Document excerpt >>

Letter: Our evolving health care imperative
When I try to imagine over 33 million people filing for unemployment, my mind cannot fathom what that means. But when I put that into a health care context, I get a clearer picture of the dire future facing our country.
I worked previously in a public health care setting where people who could not afford individual health insurance or whose employer did not provide affordable (or any) insurance plans, came to seek either subsidized care or to see if there was a government program that they qualified for. I saw how the search became more hopeful after the Affordable Care Act. Individuals with either no or inadequate insurance, who hadn’t seen a doctor except for emergencies, were able to seek care for chronic conditions as well as temporary concerns such as pregnancy.
Those were the lucky ones. There were a lot of individuals who didn’t qualify for any plans under the ACA but whose employer offered a minimal health insurance option. According to the Commonwealth’s Fund latest Biennial Health Insurance Survey done in 2018, the greatest deterioration of quality and comprehensive care insurance plans was through employer-based health plans.

Task list >>
A. In the health care letter, how many people does the writer mention filing for unemployment?
B. From the health care letter, copy the passage that begins at "I worked previously" and stops after "such as pregnancy.".
Draw only on the health care letter above.

Listed entries >>
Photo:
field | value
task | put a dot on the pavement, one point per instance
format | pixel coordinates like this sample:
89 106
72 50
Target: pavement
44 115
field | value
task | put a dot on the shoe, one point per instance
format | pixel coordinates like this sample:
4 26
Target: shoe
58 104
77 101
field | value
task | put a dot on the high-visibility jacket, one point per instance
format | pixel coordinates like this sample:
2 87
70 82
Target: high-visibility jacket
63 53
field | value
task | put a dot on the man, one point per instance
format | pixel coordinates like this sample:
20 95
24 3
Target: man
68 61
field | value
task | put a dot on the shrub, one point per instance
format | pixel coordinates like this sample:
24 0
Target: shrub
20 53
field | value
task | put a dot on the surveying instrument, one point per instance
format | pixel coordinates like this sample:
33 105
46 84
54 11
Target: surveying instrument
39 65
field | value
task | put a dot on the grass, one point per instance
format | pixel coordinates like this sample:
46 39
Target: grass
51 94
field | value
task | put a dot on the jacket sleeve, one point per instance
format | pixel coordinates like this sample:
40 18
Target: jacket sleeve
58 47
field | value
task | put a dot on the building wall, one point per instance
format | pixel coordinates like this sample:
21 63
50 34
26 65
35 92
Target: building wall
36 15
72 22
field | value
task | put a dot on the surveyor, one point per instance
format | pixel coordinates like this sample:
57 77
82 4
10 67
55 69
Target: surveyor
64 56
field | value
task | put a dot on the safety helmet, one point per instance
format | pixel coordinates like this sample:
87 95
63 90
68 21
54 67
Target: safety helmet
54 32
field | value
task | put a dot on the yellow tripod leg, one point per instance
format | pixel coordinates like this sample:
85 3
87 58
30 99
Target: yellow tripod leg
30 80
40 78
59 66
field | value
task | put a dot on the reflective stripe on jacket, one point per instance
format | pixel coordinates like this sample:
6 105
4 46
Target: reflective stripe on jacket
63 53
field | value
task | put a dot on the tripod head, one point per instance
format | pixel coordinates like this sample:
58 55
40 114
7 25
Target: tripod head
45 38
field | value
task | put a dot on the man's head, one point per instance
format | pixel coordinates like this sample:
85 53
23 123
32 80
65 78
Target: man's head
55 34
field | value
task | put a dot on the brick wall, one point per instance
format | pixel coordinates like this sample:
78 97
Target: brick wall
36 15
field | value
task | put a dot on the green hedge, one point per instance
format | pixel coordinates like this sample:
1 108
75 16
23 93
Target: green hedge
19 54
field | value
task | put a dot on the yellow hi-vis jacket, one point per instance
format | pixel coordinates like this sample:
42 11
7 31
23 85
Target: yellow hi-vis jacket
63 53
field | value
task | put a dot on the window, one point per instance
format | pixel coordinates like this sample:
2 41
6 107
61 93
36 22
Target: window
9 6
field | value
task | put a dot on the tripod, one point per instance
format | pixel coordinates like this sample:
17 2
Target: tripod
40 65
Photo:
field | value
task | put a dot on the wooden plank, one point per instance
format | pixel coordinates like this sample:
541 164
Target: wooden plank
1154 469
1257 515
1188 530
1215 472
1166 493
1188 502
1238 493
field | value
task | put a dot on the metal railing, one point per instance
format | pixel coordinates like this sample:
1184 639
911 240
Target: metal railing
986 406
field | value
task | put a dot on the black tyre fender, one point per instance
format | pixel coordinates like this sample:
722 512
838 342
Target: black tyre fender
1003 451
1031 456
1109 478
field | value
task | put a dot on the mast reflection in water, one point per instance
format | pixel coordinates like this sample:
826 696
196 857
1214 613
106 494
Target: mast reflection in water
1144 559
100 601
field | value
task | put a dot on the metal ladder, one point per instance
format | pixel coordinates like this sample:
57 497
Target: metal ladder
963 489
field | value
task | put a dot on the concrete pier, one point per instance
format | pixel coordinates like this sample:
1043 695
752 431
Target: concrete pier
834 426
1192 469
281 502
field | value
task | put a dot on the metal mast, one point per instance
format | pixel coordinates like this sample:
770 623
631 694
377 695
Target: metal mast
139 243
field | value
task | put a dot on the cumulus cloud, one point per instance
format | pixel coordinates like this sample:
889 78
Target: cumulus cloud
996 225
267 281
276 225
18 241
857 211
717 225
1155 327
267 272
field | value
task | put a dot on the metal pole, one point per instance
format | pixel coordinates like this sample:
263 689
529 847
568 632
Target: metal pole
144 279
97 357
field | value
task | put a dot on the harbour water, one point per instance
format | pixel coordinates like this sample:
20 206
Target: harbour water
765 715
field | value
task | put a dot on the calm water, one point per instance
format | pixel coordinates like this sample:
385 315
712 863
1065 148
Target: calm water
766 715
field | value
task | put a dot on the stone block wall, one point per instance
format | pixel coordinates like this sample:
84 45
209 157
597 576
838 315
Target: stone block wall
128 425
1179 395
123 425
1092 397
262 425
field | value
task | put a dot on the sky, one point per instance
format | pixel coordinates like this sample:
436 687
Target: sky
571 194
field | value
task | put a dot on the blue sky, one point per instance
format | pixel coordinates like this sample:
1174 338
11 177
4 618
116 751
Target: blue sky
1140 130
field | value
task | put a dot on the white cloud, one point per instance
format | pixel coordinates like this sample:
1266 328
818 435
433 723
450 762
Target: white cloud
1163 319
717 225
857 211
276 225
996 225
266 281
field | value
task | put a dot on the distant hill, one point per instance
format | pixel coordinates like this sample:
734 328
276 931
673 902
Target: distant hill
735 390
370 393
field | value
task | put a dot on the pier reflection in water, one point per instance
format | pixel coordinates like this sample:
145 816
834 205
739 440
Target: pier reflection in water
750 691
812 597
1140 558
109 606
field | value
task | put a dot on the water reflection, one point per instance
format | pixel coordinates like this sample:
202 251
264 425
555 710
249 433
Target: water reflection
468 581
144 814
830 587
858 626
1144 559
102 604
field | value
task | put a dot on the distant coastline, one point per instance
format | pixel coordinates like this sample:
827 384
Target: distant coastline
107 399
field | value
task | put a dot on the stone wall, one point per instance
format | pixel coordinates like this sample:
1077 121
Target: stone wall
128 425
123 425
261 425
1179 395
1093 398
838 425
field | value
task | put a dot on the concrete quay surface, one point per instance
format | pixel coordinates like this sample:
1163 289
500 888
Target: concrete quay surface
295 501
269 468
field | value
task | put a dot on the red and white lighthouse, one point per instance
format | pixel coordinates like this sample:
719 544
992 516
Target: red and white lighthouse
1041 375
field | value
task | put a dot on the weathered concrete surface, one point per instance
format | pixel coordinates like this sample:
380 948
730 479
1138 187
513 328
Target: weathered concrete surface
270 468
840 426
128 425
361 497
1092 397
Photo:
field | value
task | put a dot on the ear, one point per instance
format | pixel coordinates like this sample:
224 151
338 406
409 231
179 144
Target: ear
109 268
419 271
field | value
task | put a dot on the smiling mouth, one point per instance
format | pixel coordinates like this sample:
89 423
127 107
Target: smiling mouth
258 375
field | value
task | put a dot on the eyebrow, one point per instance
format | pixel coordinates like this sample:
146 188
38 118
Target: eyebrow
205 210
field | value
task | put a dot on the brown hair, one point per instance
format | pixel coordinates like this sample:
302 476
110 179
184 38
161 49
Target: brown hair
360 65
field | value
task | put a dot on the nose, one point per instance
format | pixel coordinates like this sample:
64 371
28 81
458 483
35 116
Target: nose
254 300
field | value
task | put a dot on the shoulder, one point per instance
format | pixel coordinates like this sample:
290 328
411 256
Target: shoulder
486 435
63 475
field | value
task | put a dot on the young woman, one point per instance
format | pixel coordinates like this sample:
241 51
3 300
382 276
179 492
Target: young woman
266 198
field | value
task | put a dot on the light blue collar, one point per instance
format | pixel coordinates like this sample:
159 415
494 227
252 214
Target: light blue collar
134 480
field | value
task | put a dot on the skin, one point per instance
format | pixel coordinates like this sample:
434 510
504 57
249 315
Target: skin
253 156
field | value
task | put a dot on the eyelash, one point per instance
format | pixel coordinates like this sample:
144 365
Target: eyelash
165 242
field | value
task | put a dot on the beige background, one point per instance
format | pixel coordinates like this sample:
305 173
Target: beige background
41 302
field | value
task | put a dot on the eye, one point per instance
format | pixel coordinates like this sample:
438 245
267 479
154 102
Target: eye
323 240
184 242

Answers to the problems >>
A. Over 33 million

B.
I worked previously in a public health care setting where people who could not afford individual health insurance or whose employer did not provide affordable (or any) insurance plans, came to seek either subsidized care or to see if there was a government program that they qualified for. I saw how the search became more hopeful after the Affordable Care Act. Individuals with either no or inadequate insurance, who hadn’t seen a doctor except for emergencies, were able to seek care for chronic conditions as well as temporary concerns such as pregnancy.